■ Problem A ■
Reproduce word for word the section of the Greek referendum article starting at "Greece voted on" and ending at "and financial markets.".
■ Problem B ■
In the Greek referendum article, how long does Eleni Deligainni say she has been jobless?
======== Page extract
Greece voted on Sunday on whether to accept more austerity in exchange for international aid, in a high-stakes referendum likely to determine whether it leaves the euro-currency area after seven years of economic pain.
Staged against a backdrop of shuttered banks and threats of financial apocalypse, the vote looked too close to call and may not produce the clear mandate for negotiations that Athens' creditors seek.
Greeks are split on whether to accept an offer by creditors that Prime Minister Alexis Tsipras calls a "humiliation" and is urging people to reject.
Investors and European policymakers say a rejection would set Greece on a path out of the euro, destabilising the global economy and financial markets.
"I voted 'No' to the 'Yes' that our European partners insist I choose," said Eleni Deligainni, 43, in Athens.
"I have been jobless for nearly four years and was telling myself to be patient ... but we've had enough deprivation and unemployment."
================
======== Given information
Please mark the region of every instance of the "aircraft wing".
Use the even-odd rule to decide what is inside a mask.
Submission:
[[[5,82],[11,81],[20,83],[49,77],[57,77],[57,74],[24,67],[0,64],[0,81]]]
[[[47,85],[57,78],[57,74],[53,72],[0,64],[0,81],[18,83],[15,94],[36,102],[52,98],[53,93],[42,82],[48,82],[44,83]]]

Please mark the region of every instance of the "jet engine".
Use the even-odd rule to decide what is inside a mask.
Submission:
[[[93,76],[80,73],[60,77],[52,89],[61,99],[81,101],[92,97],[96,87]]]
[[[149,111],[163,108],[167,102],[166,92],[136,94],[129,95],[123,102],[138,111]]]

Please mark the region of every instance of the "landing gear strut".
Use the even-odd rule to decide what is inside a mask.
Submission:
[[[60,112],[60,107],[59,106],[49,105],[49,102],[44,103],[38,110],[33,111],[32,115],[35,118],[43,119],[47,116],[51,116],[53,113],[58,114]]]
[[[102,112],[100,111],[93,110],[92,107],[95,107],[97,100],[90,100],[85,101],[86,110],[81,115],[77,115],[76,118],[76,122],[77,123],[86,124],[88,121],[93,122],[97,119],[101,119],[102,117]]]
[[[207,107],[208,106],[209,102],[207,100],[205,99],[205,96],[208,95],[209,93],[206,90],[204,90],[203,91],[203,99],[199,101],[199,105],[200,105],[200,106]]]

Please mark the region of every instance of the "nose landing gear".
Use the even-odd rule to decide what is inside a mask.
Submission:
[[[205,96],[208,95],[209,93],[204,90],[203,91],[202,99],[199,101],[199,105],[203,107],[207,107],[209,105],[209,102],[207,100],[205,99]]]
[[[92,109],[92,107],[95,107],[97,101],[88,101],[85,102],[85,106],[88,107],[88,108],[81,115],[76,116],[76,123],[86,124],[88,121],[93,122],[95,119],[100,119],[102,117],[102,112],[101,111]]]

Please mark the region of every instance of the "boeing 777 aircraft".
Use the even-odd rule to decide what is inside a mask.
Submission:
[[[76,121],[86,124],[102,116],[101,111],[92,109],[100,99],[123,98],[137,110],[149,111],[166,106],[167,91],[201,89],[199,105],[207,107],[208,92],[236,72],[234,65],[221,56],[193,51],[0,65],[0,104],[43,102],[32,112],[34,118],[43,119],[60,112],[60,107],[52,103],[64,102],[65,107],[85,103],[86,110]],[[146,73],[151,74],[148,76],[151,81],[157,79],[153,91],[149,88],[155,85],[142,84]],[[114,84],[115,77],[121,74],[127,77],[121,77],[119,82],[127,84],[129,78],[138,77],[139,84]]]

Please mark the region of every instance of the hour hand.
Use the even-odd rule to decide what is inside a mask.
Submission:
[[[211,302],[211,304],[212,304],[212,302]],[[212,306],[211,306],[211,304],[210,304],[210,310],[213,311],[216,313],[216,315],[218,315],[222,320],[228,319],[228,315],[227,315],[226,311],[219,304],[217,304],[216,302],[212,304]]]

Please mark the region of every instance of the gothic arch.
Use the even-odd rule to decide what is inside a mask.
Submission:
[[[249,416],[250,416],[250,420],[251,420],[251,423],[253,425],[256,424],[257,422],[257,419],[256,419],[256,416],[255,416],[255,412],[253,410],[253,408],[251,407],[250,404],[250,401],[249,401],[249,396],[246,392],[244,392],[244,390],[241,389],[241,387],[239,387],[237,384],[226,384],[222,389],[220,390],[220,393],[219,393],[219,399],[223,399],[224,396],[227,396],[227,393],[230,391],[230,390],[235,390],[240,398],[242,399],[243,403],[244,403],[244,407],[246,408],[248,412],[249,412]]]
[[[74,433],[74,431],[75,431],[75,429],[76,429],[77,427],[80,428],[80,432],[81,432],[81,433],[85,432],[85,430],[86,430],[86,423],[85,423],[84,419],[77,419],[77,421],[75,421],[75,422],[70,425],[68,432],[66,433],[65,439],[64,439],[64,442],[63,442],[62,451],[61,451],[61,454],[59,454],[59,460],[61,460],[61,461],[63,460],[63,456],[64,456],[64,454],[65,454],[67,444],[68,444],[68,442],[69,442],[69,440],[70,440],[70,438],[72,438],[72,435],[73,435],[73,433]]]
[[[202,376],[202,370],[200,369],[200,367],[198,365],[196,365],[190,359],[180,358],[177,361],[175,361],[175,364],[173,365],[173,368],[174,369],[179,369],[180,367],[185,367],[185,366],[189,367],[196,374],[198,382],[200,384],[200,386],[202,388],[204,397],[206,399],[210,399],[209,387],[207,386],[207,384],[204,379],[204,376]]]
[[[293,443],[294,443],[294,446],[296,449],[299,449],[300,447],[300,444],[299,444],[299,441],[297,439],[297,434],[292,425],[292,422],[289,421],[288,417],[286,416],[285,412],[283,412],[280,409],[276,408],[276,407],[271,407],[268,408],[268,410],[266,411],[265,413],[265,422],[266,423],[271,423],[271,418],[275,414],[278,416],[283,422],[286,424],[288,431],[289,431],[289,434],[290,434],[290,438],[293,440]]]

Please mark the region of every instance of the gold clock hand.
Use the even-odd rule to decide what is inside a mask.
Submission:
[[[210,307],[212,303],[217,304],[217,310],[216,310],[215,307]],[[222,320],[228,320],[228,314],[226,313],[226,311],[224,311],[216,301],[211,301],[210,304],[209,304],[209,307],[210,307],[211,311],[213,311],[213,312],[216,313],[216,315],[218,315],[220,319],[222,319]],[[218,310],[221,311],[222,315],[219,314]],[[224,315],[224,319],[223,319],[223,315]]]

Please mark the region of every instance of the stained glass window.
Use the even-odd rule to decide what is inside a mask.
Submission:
================
■ Task output A ■
Greece voted on Sunday on whether to accept more austerity in exchange for international aid, in a high-stakes referendum likely to determine whether it leaves the euro-currency area after seven years of economic pain.
Staged against a backdrop of shuttered banks and threats of financial apocalypse, the vote looked too close to call and may not produce the clear mandate for negotiations that Athens' creditors seek.
Greeks are split on whether to accept an offer by creditors that Prime Minister Alexis Tsipras calls a "humiliation" and is urging people to reject.
Investors and European policymakers say a rejection would set Greece on a path out of the euro, destabilising the global economy and financial markets.

■ Task output B ■
Nearly four years.